● **Exercise**: Turn all the records below into a Markdown table with the columns "Index" and "Text", one numbered row per line, leaving out blank lines and any pictures.

···

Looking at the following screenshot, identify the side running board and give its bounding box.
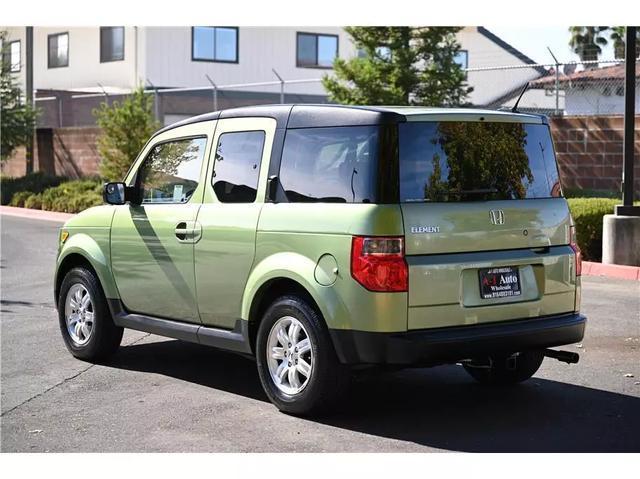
[107,299,253,354]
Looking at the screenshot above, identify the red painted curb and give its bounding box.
[0,206,74,223]
[582,261,640,281]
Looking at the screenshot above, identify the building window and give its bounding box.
[453,50,469,70]
[2,40,21,73]
[48,33,69,68]
[296,33,338,68]
[191,27,238,63]
[100,27,124,63]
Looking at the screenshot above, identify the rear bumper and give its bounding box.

···

● **Full answer**:
| Index | Text |
|---|---|
| 1 | Looking at the following screenshot, identify the side running board and give its bounding box. |
| 2 | [107,299,253,354] |
| 3 | Looking at the screenshot above, identify the red painted curb and give its bounding box. |
| 4 | [0,206,74,223] |
| 5 | [582,261,640,281] |
| 6 | Looking at the screenshot above, identify the building window and give its bounding box. |
| 7 | [453,50,469,70] |
| 8 | [2,40,21,73] |
| 9 | [48,33,69,68] |
| 10 | [296,33,338,68] |
| 11 | [191,27,238,63] |
| 12 | [100,27,124,63] |
| 13 | Looking at the screenshot above, identify the rear bumper and give its bounding box. |